PETUNJUK -> Ubah semua baris dalam data di bawah, mulai dari baris yang memuat "Could you please spot the distant city" hingga akhir data, menjadi daftar bernomor tanpa baris kosong.

______________________________

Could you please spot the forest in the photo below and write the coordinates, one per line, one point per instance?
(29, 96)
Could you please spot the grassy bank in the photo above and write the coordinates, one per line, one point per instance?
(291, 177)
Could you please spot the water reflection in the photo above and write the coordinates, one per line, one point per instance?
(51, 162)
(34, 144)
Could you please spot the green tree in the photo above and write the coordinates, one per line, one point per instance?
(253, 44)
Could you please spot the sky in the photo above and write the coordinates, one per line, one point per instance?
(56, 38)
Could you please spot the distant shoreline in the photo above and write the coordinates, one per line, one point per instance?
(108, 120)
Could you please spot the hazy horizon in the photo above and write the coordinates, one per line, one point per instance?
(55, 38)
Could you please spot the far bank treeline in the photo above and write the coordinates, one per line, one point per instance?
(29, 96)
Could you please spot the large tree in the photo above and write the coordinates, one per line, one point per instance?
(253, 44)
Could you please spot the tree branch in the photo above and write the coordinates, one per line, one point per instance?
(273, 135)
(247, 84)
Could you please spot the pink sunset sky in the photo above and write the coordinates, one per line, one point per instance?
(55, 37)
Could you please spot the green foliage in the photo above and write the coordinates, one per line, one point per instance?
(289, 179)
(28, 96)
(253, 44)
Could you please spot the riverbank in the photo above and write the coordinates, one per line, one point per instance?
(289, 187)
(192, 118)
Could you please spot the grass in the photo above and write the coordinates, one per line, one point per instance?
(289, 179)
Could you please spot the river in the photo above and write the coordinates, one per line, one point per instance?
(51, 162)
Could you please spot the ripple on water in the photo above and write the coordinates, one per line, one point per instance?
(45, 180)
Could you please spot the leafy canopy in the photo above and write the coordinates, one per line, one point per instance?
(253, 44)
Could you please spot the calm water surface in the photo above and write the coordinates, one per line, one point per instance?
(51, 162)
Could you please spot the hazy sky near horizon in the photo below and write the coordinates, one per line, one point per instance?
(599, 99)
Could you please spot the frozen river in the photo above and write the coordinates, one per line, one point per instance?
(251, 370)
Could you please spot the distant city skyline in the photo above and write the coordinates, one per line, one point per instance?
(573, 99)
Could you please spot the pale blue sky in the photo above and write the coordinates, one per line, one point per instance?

______________________________

HASIL BERIKUT ->
1. Could you please spot the distant city skyline in the photo above and write the coordinates, one per line, one point per instance?
2. (573, 99)
3. Could you please spot the pale blue sky in the photo above and write the coordinates, one per line, one point per instance?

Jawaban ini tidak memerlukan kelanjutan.